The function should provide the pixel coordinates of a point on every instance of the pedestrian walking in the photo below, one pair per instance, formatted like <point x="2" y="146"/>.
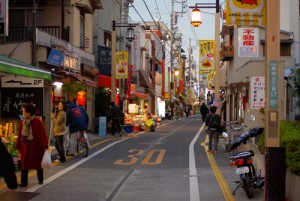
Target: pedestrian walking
<point x="178" y="111"/>
<point x="204" y="111"/>
<point x="7" y="167"/>
<point x="115" y="118"/>
<point x="77" y="120"/>
<point x="187" y="111"/>
<point x="213" y="121"/>
<point x="59" y="130"/>
<point x="32" y="143"/>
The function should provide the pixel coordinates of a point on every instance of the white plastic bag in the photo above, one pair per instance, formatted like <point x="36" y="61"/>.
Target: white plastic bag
<point x="46" y="162"/>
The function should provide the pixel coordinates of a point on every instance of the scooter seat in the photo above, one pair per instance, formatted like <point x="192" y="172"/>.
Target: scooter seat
<point x="242" y="154"/>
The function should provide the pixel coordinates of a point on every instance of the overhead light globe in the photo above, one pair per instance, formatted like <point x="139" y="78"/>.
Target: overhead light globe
<point x="196" y="17"/>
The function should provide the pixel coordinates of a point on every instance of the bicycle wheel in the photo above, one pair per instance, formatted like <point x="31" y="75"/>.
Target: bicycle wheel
<point x="85" y="149"/>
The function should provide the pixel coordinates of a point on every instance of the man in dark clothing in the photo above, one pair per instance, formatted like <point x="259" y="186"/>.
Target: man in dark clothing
<point x="204" y="111"/>
<point x="115" y="118"/>
<point x="213" y="122"/>
<point x="77" y="120"/>
<point x="7" y="167"/>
———
**Stated exercise:** Reproduce the items from the line containing "of the scooter" through the final item, swapping "function" for "routine" and leaving everything else unchanged.

**Full response:**
The routine should provide the pixel coordinates of a point on every instance of the scooter seat in the photo above, one pair per instance, formatted like <point x="192" y="172"/>.
Target: scooter seat
<point x="242" y="154"/>
The routine should provide the pixel coordinates of a point on every instance of the overhead light globe in the photo above, one pair per instance, formatted like <point x="139" y="78"/>.
Target: overhead light globe
<point x="196" y="17"/>
The routine should provide the pixel coordinates of a point on every instance of the bicycle wheel in the photo above, one pair per instance, formatted like <point x="31" y="75"/>.
Target: bicycle wheel
<point x="85" y="149"/>
The routine should provide the pixel coordinates of a point on every instance of the man in dark clothing in the photo above, one pair per instance, formatted like <point x="259" y="186"/>.
Target: man in dark clothing
<point x="204" y="111"/>
<point x="115" y="118"/>
<point x="213" y="122"/>
<point x="77" y="120"/>
<point x="7" y="167"/>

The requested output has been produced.